→ **Requirement A**
In the article about the band Allo Darlin', which label released their second record, Europe?

* start Excerpt to read *

Following up a successful debut is tough. For one thing, people are paying attention now. Most debuts are recorded in obscurity, and that condition tends to benefit the enterprise. You can usually tell when you’re listening to a group’s first album, can’t you? It’s not their strongest necessarily, but it’s vibrant and playful in a way its successors rarely are — in large part because those qualities are hard to recapture once people take notice of a band and develop expectations around their work. Anonymity means freedom, and with album #2, that luxury is gone. You have eyes on you now, and the observer effect has a long history of working to artists’ detriment.
Many a band has wilted under the pressure. Allo Darlin’, fortunately, is not one of these bands. The London-based four piece first gained notoriety in 2010 with the release of their self-titled debut. Sweet, moving, and immediate, the LP was lauded in the music press as an inspired wake-up call for the tired tween pop scene. And, given its loose, effortless, ukulele-heavy vibe, it’s no surprise to learn from the band that the album “was made in a very carefree way in a short space of time.”
Like many groups before them in their position, rather than try to recapture the spur-of-the-moment playfulness of their debut, Allo Darlin’ took a careful, measured approach to the recording of their second record. Europe, released this April on Slumberland, largely abandons the ukuleles and mandolins of the debut in favor of more challenging, complex instrumentation.
“This time, we were more aware that we’re making something that people would actually hear, so we spent longer putting it together, trying different sounds and speeds and all that stuff. The songs come from a different place, they’re not as immediate and reveal their charms with repeated listens,” the band explains.

* end Excerpt to read *
* start Records supplied *

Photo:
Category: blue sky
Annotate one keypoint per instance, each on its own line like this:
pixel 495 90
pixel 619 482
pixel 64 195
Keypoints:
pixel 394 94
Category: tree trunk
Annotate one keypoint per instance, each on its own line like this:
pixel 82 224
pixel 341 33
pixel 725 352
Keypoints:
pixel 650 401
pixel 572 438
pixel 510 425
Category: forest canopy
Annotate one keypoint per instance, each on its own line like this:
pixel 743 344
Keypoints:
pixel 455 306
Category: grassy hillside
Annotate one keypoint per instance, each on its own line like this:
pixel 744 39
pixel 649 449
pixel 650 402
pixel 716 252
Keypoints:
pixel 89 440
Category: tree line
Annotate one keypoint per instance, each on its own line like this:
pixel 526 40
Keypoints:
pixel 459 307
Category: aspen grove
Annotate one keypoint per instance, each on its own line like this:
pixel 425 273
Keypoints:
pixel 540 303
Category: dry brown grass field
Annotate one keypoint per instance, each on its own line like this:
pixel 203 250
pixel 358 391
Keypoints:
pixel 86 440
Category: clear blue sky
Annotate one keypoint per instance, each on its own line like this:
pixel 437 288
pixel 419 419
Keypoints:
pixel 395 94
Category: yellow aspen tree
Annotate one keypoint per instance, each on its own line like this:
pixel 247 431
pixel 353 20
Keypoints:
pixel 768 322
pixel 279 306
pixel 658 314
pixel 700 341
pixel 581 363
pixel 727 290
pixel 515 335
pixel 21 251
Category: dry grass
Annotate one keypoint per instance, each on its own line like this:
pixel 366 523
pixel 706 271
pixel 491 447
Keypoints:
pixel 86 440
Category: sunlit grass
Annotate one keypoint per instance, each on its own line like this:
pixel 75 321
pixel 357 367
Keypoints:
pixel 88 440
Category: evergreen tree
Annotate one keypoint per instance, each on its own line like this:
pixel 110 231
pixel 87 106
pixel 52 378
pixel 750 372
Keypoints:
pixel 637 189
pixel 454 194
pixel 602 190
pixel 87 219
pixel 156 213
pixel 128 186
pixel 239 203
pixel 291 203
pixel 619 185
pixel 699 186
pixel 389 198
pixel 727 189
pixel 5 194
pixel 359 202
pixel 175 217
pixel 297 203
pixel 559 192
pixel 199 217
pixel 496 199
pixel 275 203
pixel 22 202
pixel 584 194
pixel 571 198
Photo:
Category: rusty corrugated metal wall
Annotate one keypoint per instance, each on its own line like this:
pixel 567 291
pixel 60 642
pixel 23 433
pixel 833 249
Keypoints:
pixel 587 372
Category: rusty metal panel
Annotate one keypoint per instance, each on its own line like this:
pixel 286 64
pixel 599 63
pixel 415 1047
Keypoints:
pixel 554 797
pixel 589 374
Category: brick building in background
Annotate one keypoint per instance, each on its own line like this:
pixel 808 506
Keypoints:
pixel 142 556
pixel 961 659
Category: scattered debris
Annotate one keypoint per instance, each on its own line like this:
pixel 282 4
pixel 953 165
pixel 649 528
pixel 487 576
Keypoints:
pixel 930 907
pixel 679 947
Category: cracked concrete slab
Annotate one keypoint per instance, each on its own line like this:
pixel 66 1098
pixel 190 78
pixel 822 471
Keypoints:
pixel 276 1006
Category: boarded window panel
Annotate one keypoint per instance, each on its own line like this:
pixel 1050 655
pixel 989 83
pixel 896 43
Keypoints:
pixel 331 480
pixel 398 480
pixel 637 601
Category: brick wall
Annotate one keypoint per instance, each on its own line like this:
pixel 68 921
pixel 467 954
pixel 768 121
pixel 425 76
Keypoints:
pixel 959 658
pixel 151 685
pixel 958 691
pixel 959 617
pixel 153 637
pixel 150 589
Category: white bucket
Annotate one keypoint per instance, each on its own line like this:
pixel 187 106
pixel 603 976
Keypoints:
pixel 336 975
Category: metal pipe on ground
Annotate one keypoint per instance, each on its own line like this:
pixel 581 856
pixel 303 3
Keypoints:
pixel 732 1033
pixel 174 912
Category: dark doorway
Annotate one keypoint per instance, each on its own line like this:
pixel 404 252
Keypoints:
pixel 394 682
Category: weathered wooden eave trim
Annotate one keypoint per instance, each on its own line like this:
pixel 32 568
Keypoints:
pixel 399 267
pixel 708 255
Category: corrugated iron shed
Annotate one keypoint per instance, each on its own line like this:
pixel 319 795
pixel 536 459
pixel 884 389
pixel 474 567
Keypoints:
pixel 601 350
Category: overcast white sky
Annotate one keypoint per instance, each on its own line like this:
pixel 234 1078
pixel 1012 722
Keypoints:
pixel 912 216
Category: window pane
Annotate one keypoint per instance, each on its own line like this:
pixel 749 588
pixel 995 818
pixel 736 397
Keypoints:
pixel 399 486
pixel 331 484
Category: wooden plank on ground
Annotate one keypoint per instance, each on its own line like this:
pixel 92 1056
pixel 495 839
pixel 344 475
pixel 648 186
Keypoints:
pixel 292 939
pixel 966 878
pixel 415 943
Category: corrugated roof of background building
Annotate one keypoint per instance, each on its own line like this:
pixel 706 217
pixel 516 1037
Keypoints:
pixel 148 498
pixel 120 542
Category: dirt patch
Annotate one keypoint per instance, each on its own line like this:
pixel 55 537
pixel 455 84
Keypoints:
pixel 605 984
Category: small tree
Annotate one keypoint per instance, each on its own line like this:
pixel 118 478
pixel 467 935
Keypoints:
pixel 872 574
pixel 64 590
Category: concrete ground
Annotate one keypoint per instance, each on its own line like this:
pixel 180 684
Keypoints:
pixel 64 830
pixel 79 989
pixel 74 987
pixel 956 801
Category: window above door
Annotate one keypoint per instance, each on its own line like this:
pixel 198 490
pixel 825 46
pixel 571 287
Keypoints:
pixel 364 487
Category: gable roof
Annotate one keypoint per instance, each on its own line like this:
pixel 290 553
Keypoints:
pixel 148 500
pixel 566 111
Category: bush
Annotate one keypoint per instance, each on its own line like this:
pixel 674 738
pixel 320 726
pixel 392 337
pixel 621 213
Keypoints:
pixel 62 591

* end Records supplied *

→ **Requirement B**
Reproduce the records word for word, starting at the first line of the records and ending with the line that contains "pixel 394 94".

→ **Full solution A**
Slumberland

→ **Full solution B**
Photo:
Category: blue sky
Annotate one keypoint per instance, each on its own line like this:
pixel 495 90
pixel 619 482
pixel 64 195
Keypoints:
pixel 394 94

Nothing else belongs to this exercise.